→ Source passage
....

Well I gotta admit, that's a lot tougher than I had figured. But I stand by my post! lol :suspicion:


----------



## Hemi45 (May 5, 2014)

I was very happy with my iphone 4 but maxed out the memory. I just got a 5 while I still could. I want nothing to do with the 6.


----------



## Kauboy (May 12, 2014)

salt-n-pepper said:


> i think that's a pretty good testimony for ... The toughness of the iphone 6 plus.











:mrgreen:


----------



## whoppo (Nov 9, 2012)

I've been a die hard BlackBerry fan for a very long time... Last September, my BB Z10 died in a tragic gravitational event. Since my corporate life demands a smart phone I had to get another that day.
The BB Passport was not yet available in the US because AT&T sucks and I wasn't going to spend a few hundred dollars on another Z10, so I decided to get a Samsung Note 4. The Note 4 is a pretty decent phone overall, but Android's user interface and multitasking are light years behind the BB10 OS. Now since my wife and I have matching everything, we've got TWO of these $800+ phones running an incredibly insecure operating system that grants outrageous permissions to app written by monkeys.

In the next month or so I'll most likely be buying a pair of unlocked BlackBerry Passports and selling these Note 4's on fleabay.


----------



## slewfoot (Nov 6, 2013)

We both have the first iPhone to hit the market how ever many years ago that was. works fine why upgrade? Will do it when one of these gives up and dies.


----------



## JeremyScott (Apr 1, 2015)

I absolutely despise cell phones. If it wasnt for work, Id get rid of the thing and throw it off the 610 bridge and chunk it in the Houston Ship Channel


----------



## Diver (Nov 22, 2014)

....

→ Exercise goal
Answer these questions from the forum thread above:
(a) Which iPhone did Hemi45 get after maxing out the memory on the iPhone 4?
(b) What phone did whoppo buy after the BB Z10 died?
(c) Which bridge does JeremyScott name?
None of this material is needed here.

→ Segmentation data
....

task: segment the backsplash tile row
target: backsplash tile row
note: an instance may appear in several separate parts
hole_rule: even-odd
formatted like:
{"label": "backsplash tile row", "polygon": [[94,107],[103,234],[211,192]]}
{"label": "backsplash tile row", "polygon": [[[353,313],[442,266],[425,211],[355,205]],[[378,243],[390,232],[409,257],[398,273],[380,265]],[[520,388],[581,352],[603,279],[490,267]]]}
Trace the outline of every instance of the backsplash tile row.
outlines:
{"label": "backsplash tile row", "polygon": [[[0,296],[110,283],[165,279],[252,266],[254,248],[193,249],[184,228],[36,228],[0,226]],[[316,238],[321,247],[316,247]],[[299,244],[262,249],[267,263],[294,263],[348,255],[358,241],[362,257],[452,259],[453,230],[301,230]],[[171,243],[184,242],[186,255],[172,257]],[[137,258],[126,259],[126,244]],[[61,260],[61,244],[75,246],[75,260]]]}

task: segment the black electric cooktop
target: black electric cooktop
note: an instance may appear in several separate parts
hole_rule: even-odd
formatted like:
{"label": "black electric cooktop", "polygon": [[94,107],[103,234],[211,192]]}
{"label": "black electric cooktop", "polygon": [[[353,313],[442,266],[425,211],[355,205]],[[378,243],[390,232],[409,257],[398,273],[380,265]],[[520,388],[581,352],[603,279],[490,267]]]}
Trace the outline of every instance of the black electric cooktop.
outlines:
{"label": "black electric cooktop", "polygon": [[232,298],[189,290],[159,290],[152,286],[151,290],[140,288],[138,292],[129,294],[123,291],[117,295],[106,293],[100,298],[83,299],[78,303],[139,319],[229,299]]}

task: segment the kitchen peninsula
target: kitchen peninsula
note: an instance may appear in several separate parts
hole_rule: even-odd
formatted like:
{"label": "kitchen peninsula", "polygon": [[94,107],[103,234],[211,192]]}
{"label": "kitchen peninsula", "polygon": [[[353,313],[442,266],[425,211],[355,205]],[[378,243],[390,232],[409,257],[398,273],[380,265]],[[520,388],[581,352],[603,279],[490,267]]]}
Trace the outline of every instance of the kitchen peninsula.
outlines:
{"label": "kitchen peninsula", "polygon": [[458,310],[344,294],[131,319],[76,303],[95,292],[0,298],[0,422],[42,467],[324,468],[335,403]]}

....

→ Output for this exercise
(a) An iPhone 5.
(b) A Samsung Note 4.
(c) The 610 bridge.